-- Task 1 --
In the forum thread about rounding on hospitalized patients, why did one poster stop doing inpatient work? Answer in one to three sentences.
-- Task 2 --
From the forum thread about rounding on hospitalized patients, repeat the passage word for word, starting at the words "The practice I" and stopping after "care gets you.".

-- Supplied text --
Do any of you round on hospitalized pts?

This forum made possible through the generous support of SDN members, donors, and sponsors. Thank you.

revolution1980

Full Member
10+ Year Member
Joined
Aug 24, 2010
Messages
34
Reaction score
4
Hi guys
Question for those in practice. Is it still financially worthwhile to round on patients in the hospital?
The practice I recently joined does not, but they are not against me doing it if I wanted to. I'm with a dermatology PA and a solo family med doc. So his census is generally 1 or 2 patients in the hospital at any given time. Sometimes none.
We don't have a large Medicare population, so that's part of the reason.
In an ideal world, I would like to take care of my patients that need an admission, but I can see it being more of a hassle.
This is my first post residency job, so while I am getting familiar with how much we get reimbursed for levels of service/procedures from Medicare and the various commercial insurances we accept in the outpatient world, I have no idea what inpatient care gets you.
 
In all honesty I stopped doing inpatient strickly because of EMR. I have been burned too many times with a crappy EMR in a rural place where I didn't know what was happening with the patients and things got missed and the patient suffered from it. After that I stopped doing inpatient.
 
If the patients are admitted to your service, you'd better have somebody backing you up, unless you want to go in every weekend and holiday, and don't plan on taking any vacation.

Most of the people I know who are still doing inpatient aren't doing it for the money. They'd be better off financially spending that time seeing patients in the office. Everyone (to a person) that I know who has stopped doing hospital say they wish they'd done it sooner.
 
If the patients are admitted to your service, you'd better have somebody backing you up, unless you want to go in every weekend and holiday, and don't plan on taking any vacation.

Most of the people I know who are still doing inpatient aren't doing it for the money. They'd be better off financially spending that time seeing patients in the office. Everyone (to a person) that I know who has stopped doing hospital say they wish they'd done it sooner.

Depending on what you do in the office, wouldn't an inpatient reimburse more than say a 99214?
 
Total RVU 99214= about 1.5 x RVU 99232 but work RVU 99214 is about the same as 99232.
 
If the patients are admitted to your service, you'd better have somebody backing you up, unless you want to go in every weekend and holiday, and don't plan on taking any vacation.

Most of the people I know who are still doing inpatient aren't doing it for the money. They'd be better off financially spending that time seeing patients in the office. Everyone (to a person) that I know who has stopped doing hospital say they wish they'd done it sooner.

Yea I know. It really is more worthwhile seeing 3-4 pts an hour in the office. It makes more sense. And I like my current office hours. I sort of don't want to work any harder than I already do.

Collected data
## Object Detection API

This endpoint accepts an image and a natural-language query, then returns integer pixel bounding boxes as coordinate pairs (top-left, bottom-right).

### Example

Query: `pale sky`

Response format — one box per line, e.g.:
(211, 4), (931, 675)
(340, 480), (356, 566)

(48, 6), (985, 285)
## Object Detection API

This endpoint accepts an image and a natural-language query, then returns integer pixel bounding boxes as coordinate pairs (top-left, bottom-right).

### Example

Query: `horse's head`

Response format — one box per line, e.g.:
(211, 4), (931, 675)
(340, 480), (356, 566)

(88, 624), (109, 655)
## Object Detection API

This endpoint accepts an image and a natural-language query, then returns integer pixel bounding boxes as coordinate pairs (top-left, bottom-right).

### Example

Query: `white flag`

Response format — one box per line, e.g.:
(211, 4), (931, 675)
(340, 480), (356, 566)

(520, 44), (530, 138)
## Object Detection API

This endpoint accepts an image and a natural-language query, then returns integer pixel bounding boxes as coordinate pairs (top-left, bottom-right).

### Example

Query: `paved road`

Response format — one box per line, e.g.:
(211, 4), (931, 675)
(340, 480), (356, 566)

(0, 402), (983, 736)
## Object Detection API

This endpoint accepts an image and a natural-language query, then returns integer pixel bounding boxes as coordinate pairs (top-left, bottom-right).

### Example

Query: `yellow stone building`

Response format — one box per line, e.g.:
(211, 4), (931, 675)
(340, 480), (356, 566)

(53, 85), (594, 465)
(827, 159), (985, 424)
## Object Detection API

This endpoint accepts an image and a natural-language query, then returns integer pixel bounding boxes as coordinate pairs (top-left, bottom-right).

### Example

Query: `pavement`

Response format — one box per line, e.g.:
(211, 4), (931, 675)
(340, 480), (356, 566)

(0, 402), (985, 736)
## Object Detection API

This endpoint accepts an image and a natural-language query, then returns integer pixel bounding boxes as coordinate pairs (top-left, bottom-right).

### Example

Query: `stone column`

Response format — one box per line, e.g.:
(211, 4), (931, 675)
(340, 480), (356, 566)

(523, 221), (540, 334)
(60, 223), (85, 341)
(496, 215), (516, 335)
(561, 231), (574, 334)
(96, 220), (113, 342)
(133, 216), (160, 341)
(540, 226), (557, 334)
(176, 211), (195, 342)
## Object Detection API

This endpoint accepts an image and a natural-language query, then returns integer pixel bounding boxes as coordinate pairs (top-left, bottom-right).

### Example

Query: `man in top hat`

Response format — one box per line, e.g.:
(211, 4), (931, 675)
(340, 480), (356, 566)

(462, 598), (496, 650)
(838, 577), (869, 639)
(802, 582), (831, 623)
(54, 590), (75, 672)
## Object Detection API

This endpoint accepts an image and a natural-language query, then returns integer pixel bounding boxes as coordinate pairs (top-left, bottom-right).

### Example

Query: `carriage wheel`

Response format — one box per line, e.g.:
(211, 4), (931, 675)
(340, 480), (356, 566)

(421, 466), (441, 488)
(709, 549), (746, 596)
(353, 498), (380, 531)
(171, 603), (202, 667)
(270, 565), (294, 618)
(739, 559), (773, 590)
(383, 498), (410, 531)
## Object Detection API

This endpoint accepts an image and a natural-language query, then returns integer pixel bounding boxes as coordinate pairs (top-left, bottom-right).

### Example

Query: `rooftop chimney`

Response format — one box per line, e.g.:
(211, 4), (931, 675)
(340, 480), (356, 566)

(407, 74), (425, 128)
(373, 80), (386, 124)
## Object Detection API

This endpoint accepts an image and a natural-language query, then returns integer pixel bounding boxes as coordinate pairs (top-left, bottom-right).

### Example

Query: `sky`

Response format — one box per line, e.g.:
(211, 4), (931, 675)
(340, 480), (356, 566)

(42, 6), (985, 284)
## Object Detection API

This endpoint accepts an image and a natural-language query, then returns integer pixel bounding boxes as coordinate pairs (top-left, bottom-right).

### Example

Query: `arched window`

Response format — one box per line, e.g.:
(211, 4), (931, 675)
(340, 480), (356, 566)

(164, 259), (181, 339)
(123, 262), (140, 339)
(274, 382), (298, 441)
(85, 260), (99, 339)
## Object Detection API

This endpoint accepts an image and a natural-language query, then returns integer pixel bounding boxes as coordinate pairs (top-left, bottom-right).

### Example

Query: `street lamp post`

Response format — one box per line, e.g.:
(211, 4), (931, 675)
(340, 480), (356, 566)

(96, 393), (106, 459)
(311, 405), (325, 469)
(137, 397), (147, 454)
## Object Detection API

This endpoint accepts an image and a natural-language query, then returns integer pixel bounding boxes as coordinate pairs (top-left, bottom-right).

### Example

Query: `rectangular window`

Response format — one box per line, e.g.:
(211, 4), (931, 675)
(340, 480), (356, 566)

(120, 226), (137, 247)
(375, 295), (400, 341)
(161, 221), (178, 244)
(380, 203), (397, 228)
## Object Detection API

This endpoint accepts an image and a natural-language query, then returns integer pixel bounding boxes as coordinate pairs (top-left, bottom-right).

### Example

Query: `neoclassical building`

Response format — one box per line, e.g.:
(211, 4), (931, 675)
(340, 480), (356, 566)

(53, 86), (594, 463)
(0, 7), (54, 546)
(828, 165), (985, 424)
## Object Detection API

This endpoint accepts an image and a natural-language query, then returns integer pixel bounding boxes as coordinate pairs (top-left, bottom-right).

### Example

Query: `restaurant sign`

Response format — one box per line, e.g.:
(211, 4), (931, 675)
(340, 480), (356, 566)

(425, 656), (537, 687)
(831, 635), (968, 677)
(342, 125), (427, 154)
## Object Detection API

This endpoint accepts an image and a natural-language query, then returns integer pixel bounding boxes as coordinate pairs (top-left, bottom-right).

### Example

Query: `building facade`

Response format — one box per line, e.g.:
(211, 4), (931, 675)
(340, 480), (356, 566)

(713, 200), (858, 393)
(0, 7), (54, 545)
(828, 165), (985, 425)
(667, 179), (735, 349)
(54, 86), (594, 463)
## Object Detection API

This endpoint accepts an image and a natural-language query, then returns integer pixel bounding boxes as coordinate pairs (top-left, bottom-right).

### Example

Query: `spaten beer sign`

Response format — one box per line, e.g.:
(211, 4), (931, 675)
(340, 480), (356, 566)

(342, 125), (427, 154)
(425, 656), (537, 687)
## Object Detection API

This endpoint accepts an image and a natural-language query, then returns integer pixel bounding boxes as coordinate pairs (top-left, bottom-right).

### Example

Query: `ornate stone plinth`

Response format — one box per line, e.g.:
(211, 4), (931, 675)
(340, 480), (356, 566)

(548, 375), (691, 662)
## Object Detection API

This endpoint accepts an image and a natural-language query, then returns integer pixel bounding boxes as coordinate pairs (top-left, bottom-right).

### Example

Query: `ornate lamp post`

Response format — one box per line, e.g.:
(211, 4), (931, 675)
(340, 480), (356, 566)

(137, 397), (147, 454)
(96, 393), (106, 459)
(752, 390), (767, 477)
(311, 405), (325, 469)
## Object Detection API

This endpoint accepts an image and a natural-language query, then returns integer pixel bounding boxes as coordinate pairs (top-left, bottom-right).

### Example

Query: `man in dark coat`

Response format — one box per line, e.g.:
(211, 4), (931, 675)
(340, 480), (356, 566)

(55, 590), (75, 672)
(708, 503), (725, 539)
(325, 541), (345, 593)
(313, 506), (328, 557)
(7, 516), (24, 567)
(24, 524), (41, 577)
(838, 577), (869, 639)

-- Solution 1 --
The poster stopped doing inpatient work because of EMR problems. Working with a poor EMR in a rural place, the poster didn't know what was happening with the patients, things got missed, and the patients suffered.

-- Solution 2 --
The practice I recently joined does not, but they are not against me doing it if I wanted to. I'm with a dermatology PA and a solo family med doc. So his census is generally 1 or 2 patients in the hospital at any given time. Sometimes none.
We don't have a large Medicare population, so that's part of the reason.
In an ideal world, I would like to take care of my patients that need an admission, but I can see it being more of a hassle.
This is my first post residency job, so while I am getting familiar with how much we get reimbursed for levels of service/procedures from Medicare and the various commercial insurances we accept in the outpatient world, I have no idea what inpatient care gets you.